## Your instructions
Copy out the listing below word for word, starting at the line that contains "[locate] child's hand" and ending at the final line of the listing.
----- The data
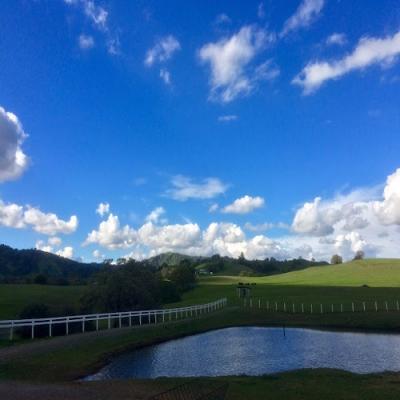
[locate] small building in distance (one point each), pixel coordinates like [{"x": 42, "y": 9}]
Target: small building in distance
[{"x": 243, "y": 290}]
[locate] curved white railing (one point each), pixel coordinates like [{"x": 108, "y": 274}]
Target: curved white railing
[{"x": 129, "y": 317}]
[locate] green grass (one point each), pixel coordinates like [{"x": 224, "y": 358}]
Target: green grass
[
  {"x": 68, "y": 358},
  {"x": 13, "y": 298}
]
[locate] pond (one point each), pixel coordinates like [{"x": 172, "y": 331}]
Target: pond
[{"x": 257, "y": 351}]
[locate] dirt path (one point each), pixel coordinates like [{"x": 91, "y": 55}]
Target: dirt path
[{"x": 121, "y": 390}]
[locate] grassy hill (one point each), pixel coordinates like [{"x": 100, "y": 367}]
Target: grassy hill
[{"x": 327, "y": 285}]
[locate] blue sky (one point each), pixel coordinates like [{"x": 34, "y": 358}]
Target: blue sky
[{"x": 269, "y": 128}]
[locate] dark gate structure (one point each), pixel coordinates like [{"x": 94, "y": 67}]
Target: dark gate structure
[{"x": 194, "y": 390}]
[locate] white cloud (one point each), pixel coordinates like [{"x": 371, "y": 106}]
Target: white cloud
[
  {"x": 230, "y": 60},
  {"x": 364, "y": 219},
  {"x": 307, "y": 12},
  {"x": 16, "y": 216},
  {"x": 265, "y": 226},
  {"x": 163, "y": 50},
  {"x": 338, "y": 39},
  {"x": 169, "y": 237},
  {"x": 86, "y": 42},
  {"x": 52, "y": 245},
  {"x": 49, "y": 223},
  {"x": 103, "y": 209},
  {"x": 13, "y": 161},
  {"x": 111, "y": 235},
  {"x": 184, "y": 188},
  {"x": 99, "y": 17},
  {"x": 165, "y": 76},
  {"x": 155, "y": 215},
  {"x": 388, "y": 210},
  {"x": 213, "y": 208},
  {"x": 11, "y": 215},
  {"x": 244, "y": 205},
  {"x": 261, "y": 11},
  {"x": 227, "y": 118},
  {"x": 312, "y": 219},
  {"x": 66, "y": 252},
  {"x": 97, "y": 255},
  {"x": 368, "y": 52},
  {"x": 222, "y": 19},
  {"x": 54, "y": 241}
]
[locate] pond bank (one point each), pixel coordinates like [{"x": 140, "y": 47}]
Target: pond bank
[{"x": 69, "y": 358}]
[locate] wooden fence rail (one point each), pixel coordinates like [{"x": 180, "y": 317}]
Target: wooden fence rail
[
  {"x": 321, "y": 308},
  {"x": 128, "y": 318}
]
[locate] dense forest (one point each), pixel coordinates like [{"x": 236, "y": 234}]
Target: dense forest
[{"x": 36, "y": 266}]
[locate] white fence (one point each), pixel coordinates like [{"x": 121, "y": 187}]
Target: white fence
[
  {"x": 322, "y": 308},
  {"x": 127, "y": 318}
]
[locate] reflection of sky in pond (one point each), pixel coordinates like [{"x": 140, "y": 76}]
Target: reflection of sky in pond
[{"x": 257, "y": 351}]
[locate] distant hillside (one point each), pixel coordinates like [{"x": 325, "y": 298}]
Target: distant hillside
[
  {"x": 171, "y": 259},
  {"x": 370, "y": 272},
  {"x": 42, "y": 267},
  {"x": 218, "y": 265}
]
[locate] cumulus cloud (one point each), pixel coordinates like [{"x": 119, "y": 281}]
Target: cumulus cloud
[
  {"x": 312, "y": 219},
  {"x": 13, "y": 161},
  {"x": 227, "y": 118},
  {"x": 338, "y": 39},
  {"x": 307, "y": 12},
  {"x": 368, "y": 52},
  {"x": 364, "y": 219},
  {"x": 155, "y": 215},
  {"x": 265, "y": 226},
  {"x": 388, "y": 210},
  {"x": 103, "y": 209},
  {"x": 111, "y": 235},
  {"x": 86, "y": 42},
  {"x": 165, "y": 76},
  {"x": 184, "y": 188},
  {"x": 99, "y": 18},
  {"x": 169, "y": 237},
  {"x": 244, "y": 205},
  {"x": 98, "y": 15},
  {"x": 16, "y": 216},
  {"x": 49, "y": 223},
  {"x": 162, "y": 51},
  {"x": 52, "y": 246},
  {"x": 66, "y": 252},
  {"x": 231, "y": 63}
]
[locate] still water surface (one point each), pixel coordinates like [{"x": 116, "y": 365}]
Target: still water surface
[{"x": 258, "y": 351}]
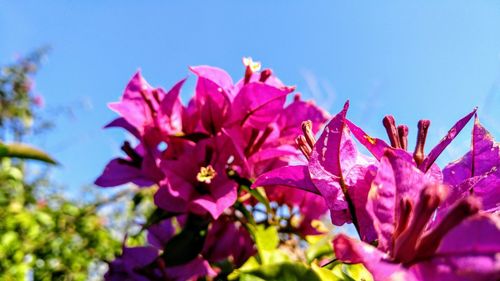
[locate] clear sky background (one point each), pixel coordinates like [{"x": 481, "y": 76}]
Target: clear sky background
[{"x": 426, "y": 59}]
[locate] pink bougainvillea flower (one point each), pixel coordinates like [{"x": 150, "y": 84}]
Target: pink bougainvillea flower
[
  {"x": 143, "y": 264},
  {"x": 228, "y": 239},
  {"x": 463, "y": 245},
  {"x": 398, "y": 136},
  {"x": 137, "y": 167},
  {"x": 212, "y": 97},
  {"x": 151, "y": 116},
  {"x": 477, "y": 172},
  {"x": 335, "y": 169},
  {"x": 149, "y": 113},
  {"x": 197, "y": 180}
]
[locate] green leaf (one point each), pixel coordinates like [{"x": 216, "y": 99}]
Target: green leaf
[
  {"x": 320, "y": 246},
  {"x": 286, "y": 271},
  {"x": 156, "y": 216},
  {"x": 23, "y": 151},
  {"x": 352, "y": 272},
  {"x": 266, "y": 238}
]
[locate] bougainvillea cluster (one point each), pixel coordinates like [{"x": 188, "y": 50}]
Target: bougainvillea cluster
[{"x": 241, "y": 156}]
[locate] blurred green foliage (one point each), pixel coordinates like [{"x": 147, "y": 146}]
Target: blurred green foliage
[
  {"x": 277, "y": 261},
  {"x": 43, "y": 236}
]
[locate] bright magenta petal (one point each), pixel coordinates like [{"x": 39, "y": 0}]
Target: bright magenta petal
[
  {"x": 256, "y": 105},
  {"x": 292, "y": 176},
  {"x": 353, "y": 251},
  {"x": 374, "y": 145},
  {"x": 452, "y": 133}
]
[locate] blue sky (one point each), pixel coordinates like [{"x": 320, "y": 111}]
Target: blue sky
[{"x": 431, "y": 59}]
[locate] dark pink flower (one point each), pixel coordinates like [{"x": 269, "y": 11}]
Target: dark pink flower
[
  {"x": 152, "y": 116},
  {"x": 477, "y": 172},
  {"x": 403, "y": 200},
  {"x": 197, "y": 180},
  {"x": 398, "y": 136},
  {"x": 335, "y": 169}
]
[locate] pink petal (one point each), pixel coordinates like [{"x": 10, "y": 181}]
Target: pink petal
[
  {"x": 452, "y": 133},
  {"x": 292, "y": 176}
]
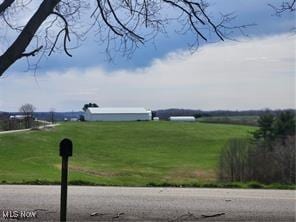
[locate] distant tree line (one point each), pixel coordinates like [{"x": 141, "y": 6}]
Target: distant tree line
[
  {"x": 268, "y": 157},
  {"x": 166, "y": 113}
]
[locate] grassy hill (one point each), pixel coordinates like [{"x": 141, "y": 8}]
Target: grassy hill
[{"x": 121, "y": 153}]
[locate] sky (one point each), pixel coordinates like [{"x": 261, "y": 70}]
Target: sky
[{"x": 254, "y": 72}]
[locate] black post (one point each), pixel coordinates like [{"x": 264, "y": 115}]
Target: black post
[{"x": 66, "y": 148}]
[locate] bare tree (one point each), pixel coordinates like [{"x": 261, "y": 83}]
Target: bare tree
[
  {"x": 27, "y": 110},
  {"x": 52, "y": 115},
  {"x": 285, "y": 6},
  {"x": 122, "y": 25}
]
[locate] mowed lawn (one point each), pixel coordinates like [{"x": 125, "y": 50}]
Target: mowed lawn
[{"x": 119, "y": 153}]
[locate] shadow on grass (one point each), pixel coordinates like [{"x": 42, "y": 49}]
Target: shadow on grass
[{"x": 239, "y": 185}]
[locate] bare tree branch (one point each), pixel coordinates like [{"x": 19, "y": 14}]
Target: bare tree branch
[
  {"x": 121, "y": 25},
  {"x": 16, "y": 50},
  {"x": 4, "y": 5}
]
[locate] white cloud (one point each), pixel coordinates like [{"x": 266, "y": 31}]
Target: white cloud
[{"x": 251, "y": 74}]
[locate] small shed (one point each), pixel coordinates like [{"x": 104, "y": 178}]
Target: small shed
[
  {"x": 117, "y": 114},
  {"x": 182, "y": 118}
]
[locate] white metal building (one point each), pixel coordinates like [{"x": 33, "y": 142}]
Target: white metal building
[
  {"x": 182, "y": 118},
  {"x": 117, "y": 114}
]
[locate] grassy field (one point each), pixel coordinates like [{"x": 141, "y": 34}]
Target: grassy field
[
  {"x": 239, "y": 120},
  {"x": 122, "y": 153}
]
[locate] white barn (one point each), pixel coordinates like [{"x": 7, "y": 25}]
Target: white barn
[{"x": 117, "y": 114}]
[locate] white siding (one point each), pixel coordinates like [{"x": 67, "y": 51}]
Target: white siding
[{"x": 117, "y": 114}]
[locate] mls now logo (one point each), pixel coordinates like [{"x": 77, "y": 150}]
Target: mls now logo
[{"x": 15, "y": 214}]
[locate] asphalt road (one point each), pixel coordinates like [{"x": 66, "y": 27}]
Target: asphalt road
[{"x": 148, "y": 204}]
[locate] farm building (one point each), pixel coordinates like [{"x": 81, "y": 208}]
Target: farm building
[
  {"x": 182, "y": 118},
  {"x": 117, "y": 114}
]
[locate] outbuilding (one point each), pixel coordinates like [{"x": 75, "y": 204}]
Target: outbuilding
[{"x": 117, "y": 114}]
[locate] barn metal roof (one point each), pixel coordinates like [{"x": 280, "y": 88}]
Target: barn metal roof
[{"x": 117, "y": 110}]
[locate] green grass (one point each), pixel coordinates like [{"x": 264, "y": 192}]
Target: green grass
[
  {"x": 239, "y": 120},
  {"x": 121, "y": 153}
]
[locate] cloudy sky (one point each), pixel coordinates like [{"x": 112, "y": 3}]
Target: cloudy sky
[{"x": 254, "y": 72}]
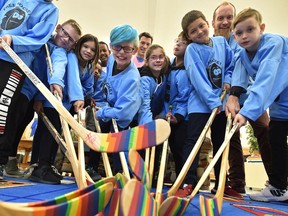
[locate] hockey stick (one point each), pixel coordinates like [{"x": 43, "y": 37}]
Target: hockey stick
[
  {"x": 178, "y": 204},
  {"x": 105, "y": 158},
  {"x": 213, "y": 206}
]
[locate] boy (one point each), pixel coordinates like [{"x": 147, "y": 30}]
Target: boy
[
  {"x": 68, "y": 86},
  {"x": 122, "y": 85},
  {"x": 264, "y": 59},
  {"x": 208, "y": 62},
  {"x": 25, "y": 26}
]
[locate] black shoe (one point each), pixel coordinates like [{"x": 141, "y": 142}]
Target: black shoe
[
  {"x": 44, "y": 174},
  {"x": 93, "y": 174},
  {"x": 56, "y": 172},
  {"x": 2, "y": 171}
]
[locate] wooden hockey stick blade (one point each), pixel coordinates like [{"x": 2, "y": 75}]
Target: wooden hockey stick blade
[
  {"x": 144, "y": 136},
  {"x": 107, "y": 166},
  {"x": 81, "y": 153},
  {"x": 193, "y": 153},
  {"x": 59, "y": 139},
  {"x": 89, "y": 203},
  {"x": 162, "y": 169},
  {"x": 260, "y": 210},
  {"x": 71, "y": 195},
  {"x": 213, "y": 206},
  {"x": 180, "y": 204},
  {"x": 139, "y": 168},
  {"x": 136, "y": 200},
  {"x": 151, "y": 164}
]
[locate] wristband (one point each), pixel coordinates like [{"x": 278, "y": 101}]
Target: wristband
[{"x": 235, "y": 93}]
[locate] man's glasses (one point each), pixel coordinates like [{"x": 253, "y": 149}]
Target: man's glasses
[
  {"x": 180, "y": 42},
  {"x": 126, "y": 49},
  {"x": 65, "y": 33},
  {"x": 157, "y": 58}
]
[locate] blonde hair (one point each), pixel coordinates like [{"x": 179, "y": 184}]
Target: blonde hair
[{"x": 245, "y": 14}]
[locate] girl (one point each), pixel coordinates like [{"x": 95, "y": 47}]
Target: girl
[
  {"x": 176, "y": 100},
  {"x": 153, "y": 83}
]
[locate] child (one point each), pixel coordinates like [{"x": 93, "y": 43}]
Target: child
[
  {"x": 25, "y": 26},
  {"x": 104, "y": 53},
  {"x": 87, "y": 52},
  {"x": 153, "y": 84},
  {"x": 264, "y": 59},
  {"x": 177, "y": 93},
  {"x": 208, "y": 62},
  {"x": 67, "y": 84},
  {"x": 122, "y": 85}
]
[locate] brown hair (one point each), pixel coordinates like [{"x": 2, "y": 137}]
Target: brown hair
[
  {"x": 190, "y": 17},
  {"x": 74, "y": 25},
  {"x": 81, "y": 41},
  {"x": 245, "y": 14},
  {"x": 225, "y": 3},
  {"x": 146, "y": 34},
  {"x": 150, "y": 50}
]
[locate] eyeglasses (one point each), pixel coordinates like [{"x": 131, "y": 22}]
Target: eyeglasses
[
  {"x": 66, "y": 34},
  {"x": 180, "y": 42},
  {"x": 157, "y": 58},
  {"x": 126, "y": 49}
]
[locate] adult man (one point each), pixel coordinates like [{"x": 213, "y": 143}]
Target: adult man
[
  {"x": 222, "y": 23},
  {"x": 145, "y": 40}
]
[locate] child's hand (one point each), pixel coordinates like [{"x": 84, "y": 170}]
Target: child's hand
[
  {"x": 232, "y": 106},
  {"x": 78, "y": 105},
  {"x": 7, "y": 38},
  {"x": 56, "y": 88},
  {"x": 38, "y": 106},
  {"x": 240, "y": 119}
]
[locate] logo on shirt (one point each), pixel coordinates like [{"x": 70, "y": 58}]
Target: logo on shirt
[
  {"x": 13, "y": 18},
  {"x": 214, "y": 71}
]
----------
## Exercise answer
[locate] child's hand (one point each), pixel coordinates like [{"x": 84, "y": 170}]
Target: child's hand
[
  {"x": 232, "y": 106},
  {"x": 78, "y": 105},
  {"x": 7, "y": 38},
  {"x": 56, "y": 88},
  {"x": 38, "y": 106},
  {"x": 240, "y": 119}
]
[locate] logo on shirt (one point each), pixel coordinates like [{"x": 70, "y": 58}]
Target: logo on shirt
[
  {"x": 13, "y": 18},
  {"x": 214, "y": 71}
]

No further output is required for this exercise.